Passage shown section start
Woody Allen’s Blue Jasmine is the assured work of an older artist unafraid to make the point that people typically go to their graves clutching the archetypes they’ve been projecting and embracing for decades, no matter how self-destructive.
Blue Jasmine, the character, is actually Jeanette (Cate Blanchett), who took on her flowery moniker years earlier as tribute to the song that was playing when she met her husband, Hal (Alec Baldwin). Hal, who had helped create Jasmine’s self-image as an entitled and financially privileged Manhattanite, was actually a Bernie Madoff-like operator who later committed suicide in prison.
When we meet Jasmine, she’s penniless and on her way to San Francisco to live with her sister, Ginger (Sally Hawkins), whose working-class existence and lifestyle are like rats gnawing away at the upscale fortress Jasmine has built up around herself, and reminders that she, too, might sink to that level.
Passage shown section end
Information section start
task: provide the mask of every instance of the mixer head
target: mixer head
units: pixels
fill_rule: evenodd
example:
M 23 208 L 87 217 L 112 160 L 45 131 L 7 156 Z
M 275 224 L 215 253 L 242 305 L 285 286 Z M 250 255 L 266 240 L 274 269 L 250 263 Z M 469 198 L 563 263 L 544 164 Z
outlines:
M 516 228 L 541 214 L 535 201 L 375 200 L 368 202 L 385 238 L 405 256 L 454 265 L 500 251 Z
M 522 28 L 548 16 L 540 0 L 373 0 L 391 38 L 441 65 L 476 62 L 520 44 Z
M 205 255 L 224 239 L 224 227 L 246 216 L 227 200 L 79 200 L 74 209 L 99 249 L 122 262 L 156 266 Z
Information section end
▶ [Problem statement] Write the next part of the Blue Jasmine review, picking up after its last sentence.

▶ [Reply]
In the end, Blue Jasmine is about extreme ambition, a will to succeed, and a profound fear of loss, all the bailiwick of Saturn. Jasmine believes she has earned – another Saturnine watchword – her reputation as a marital asset and the keys to financially well endowed mates.
In Blanchett’s remarkably charged physical performance – it’s actually a sustained nervous outburst driving her character to find another husband of means before Saturn snatches every last piece of jewelry and self-respect from her body – Jasmine is on a race against time, also Saturn’s domain.
Not that those around her are faring any better. Ginger, whose own life with her first husband (Andrew Dice Clay) took a tumble when he invested the couple’s lottery winnings with Hal, would also like to feel more secure. She now has a boyfriend, Chili (Bobby Cannavale), whose fierce temper has sent Ginger off to what she hopes are greener pastures with a new acquaintance (Louis C. K.). But in the end, Saturnine habit – enduring and settling to feel some semblance of safety – overpowers Ginger, too.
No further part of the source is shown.